Sure, there are downsides to having free, unlimited wifi at your coffee shop. Sometimes you’re going to get a customer who milks a single cup of coffee for six hours, taking up a table and an outlet. It has to be hard not to look at that customer and get resentful, to feel like they are ripping you off, getting away with something. But here’s the thing. Whatever that customer is costing you, you are more than earning back from the people who came to your coffee shop because you have free, unlimited wifi. Maybe you even earn it back from that same customer, who uses your table all day on Monday, and then picks up his coffee to go on Tuesday, Wednesday, Thursday, and Friday.

The problem is that the guy who is sitting there using the wifi all day is cognitively salient. After all, he’s sitting right there! All day! It is easy to sit there and brood about how he is cheating the system, getting away with something. The extra customers you get are less salient, because it is easy to imagine that they would have come in anyway. If someone is on the wifi for only half an hour, why would it matter if you have a two-hour limit?
========
» **Activity list**
1. From the passage on coffee shop wifi, extract the portion from "Sure, there are" to "Thursday, and Friday.".
2. According to the passage on coffee shop wifi, why does the customer using the wifi all day attract more attention than the extra customers the free wifi brings in?
3. In the passage on coffee shop wifi, for how many hours does the customer make a single cup of coffee last?
========
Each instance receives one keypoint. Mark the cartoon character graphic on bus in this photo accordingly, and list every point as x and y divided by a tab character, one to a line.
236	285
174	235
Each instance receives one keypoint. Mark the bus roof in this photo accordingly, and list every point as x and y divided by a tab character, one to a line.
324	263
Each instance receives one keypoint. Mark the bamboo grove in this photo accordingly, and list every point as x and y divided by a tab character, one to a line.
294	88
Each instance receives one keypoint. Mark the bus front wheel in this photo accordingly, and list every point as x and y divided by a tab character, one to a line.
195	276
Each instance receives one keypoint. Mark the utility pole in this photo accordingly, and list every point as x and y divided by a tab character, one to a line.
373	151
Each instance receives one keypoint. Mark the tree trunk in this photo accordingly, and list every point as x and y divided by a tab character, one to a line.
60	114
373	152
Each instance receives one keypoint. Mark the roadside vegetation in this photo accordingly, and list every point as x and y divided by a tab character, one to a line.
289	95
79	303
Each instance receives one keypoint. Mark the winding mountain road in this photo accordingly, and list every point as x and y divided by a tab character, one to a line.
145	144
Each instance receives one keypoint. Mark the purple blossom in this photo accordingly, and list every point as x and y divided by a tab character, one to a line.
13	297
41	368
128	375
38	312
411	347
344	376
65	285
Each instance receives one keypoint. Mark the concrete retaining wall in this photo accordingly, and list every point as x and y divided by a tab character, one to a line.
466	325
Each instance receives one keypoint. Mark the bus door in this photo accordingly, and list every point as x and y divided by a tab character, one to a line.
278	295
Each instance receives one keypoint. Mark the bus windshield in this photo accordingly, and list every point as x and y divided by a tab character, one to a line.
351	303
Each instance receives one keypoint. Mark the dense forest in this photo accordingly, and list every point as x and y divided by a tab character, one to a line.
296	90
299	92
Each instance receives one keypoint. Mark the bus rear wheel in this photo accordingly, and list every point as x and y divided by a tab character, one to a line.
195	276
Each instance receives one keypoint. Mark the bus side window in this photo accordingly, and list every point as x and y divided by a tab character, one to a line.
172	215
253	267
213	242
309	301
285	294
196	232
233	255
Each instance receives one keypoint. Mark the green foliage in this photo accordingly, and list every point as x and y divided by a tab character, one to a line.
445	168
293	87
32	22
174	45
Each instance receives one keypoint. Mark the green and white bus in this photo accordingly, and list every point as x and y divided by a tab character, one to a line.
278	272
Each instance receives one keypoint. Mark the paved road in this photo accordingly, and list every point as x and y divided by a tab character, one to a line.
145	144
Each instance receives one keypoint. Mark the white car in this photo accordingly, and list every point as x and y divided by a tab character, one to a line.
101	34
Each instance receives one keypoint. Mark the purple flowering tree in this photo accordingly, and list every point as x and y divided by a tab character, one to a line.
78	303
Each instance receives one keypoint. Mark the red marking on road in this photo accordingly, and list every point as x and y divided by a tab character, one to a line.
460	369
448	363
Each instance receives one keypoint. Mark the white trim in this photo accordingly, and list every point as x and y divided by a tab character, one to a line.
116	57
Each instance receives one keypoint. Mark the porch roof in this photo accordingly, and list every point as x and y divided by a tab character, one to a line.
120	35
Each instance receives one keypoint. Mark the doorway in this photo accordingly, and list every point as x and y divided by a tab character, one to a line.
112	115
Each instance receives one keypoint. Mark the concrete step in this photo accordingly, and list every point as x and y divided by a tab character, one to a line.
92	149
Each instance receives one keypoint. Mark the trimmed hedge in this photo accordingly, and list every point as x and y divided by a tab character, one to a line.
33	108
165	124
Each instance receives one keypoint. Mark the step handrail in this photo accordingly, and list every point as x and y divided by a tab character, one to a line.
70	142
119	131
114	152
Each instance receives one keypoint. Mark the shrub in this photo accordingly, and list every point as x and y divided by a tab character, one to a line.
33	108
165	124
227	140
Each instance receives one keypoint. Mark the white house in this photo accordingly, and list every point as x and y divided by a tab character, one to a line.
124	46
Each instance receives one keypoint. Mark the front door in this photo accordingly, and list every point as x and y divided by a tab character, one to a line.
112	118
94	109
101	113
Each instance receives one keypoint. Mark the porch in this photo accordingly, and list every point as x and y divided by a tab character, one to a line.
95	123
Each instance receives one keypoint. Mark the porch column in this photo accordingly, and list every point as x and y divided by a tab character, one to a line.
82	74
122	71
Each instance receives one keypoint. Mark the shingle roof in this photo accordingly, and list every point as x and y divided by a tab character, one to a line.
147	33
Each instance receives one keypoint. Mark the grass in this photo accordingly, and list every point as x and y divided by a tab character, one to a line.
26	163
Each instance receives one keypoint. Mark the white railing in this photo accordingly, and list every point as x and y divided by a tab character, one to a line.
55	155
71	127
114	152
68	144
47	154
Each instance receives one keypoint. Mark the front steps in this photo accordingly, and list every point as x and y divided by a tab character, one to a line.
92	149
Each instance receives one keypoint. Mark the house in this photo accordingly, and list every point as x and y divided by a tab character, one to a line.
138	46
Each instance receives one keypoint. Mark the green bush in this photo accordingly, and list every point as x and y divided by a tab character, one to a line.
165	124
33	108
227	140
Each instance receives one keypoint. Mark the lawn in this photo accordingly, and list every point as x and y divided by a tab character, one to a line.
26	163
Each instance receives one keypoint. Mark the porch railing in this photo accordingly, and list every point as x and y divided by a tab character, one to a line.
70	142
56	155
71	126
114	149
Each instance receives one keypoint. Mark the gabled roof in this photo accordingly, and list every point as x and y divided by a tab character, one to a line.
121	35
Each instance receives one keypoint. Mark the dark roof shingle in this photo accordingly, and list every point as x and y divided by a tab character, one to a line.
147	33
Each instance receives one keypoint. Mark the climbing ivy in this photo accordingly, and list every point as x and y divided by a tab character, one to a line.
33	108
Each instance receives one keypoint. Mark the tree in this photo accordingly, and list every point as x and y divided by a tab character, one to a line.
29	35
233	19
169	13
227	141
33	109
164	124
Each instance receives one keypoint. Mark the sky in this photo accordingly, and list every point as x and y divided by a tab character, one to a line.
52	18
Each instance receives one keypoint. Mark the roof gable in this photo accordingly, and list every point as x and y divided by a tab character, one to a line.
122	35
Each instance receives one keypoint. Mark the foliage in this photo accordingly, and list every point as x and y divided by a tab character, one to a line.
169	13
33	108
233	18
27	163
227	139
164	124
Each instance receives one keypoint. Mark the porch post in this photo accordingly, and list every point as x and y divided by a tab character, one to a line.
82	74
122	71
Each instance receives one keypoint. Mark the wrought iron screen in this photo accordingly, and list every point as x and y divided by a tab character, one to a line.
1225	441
========
» **Answers by task**
1.
Sure, there are downsides to having free, unlimited wifi at your coffee shop. Sometimes you’re going to get a customer who milks a single cup of coffee for six hours, taking up a table and an outlet. It has to be hard not to look at that customer and get resentful, to feel like they are ripping you off, getting away with something. But here’s the thing. Whatever that customer is costing you, you are more than earning back from the people who came to your coffee shop because you have free, unlimited wifi. Maybe you even earn it back from that same customer, who uses your table all day on Monday, and then picks up his coffee to go on Tuesday, Wednesday, Thursday, and Friday.

2. The all-day customer is cognitively salient because he is sitting right there all day. The extra customers are less salient because it is easy to imagine that they would have come in anyway.

3. Six hours.